To do
Identify each line in the data below that contains the word "cabinet", and copy those lines out.

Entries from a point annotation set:
=-=-=

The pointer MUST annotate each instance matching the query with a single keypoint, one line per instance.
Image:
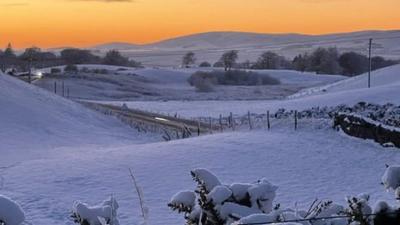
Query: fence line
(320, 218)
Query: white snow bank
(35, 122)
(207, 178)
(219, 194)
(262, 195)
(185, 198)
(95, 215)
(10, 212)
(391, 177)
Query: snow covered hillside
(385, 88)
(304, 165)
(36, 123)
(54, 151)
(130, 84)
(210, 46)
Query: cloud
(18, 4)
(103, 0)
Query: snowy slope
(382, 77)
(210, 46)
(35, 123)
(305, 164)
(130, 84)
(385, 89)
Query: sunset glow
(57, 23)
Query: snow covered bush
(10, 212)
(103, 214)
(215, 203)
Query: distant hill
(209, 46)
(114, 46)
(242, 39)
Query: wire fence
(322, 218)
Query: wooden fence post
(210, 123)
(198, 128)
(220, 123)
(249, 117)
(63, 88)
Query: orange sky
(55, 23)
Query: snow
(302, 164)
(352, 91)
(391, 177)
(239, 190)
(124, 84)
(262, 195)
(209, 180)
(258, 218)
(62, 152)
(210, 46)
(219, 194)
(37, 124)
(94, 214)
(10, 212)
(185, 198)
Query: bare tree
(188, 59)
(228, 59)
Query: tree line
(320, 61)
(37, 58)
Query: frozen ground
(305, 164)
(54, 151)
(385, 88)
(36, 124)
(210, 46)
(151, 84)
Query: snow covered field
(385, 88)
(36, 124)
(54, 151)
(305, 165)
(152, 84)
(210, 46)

=-=-=

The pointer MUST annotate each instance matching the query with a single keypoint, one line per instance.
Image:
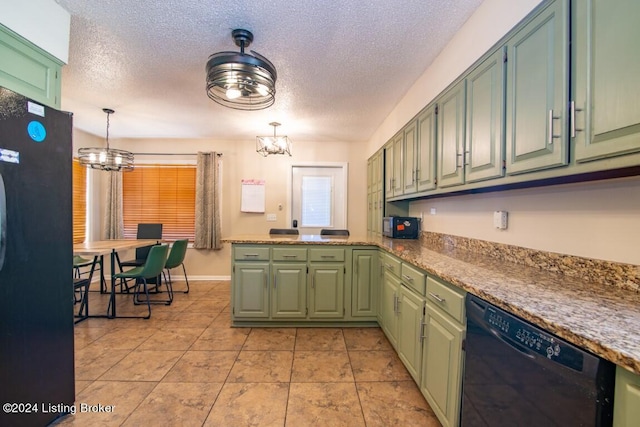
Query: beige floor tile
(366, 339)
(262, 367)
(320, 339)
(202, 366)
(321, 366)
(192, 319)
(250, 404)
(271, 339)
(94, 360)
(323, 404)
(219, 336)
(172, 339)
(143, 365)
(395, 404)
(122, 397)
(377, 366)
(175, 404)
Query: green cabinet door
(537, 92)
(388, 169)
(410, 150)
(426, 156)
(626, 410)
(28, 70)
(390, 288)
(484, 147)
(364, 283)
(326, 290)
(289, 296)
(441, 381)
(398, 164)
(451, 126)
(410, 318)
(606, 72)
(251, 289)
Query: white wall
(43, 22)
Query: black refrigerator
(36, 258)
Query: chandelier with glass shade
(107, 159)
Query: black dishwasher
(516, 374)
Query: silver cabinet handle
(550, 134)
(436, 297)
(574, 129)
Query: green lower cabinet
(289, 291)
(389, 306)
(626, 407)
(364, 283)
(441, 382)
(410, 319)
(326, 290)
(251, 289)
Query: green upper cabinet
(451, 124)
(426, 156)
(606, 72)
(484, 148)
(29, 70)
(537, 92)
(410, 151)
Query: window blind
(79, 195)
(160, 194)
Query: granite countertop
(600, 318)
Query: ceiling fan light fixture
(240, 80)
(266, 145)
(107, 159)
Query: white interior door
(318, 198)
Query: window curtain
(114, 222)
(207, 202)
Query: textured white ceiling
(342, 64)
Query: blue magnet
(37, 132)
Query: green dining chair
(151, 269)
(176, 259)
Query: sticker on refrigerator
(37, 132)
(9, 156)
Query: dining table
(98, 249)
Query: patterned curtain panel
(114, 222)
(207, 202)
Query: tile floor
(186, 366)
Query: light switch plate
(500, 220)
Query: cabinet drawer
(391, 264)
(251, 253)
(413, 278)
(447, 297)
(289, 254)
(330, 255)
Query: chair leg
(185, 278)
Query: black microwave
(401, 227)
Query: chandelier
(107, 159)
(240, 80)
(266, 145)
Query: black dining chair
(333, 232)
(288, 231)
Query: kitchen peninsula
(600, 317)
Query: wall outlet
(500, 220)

=-=-=

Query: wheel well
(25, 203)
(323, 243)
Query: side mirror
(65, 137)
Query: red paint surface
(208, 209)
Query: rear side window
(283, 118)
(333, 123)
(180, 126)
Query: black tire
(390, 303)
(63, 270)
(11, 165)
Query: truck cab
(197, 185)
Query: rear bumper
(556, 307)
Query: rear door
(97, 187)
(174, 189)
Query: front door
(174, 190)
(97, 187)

=-=-=

Output for this exercise
Query: green cabinet door
Query: silver cabinet handle
Query: green lower cabinet
Query: green upper cabinet
Query: cabinet drawer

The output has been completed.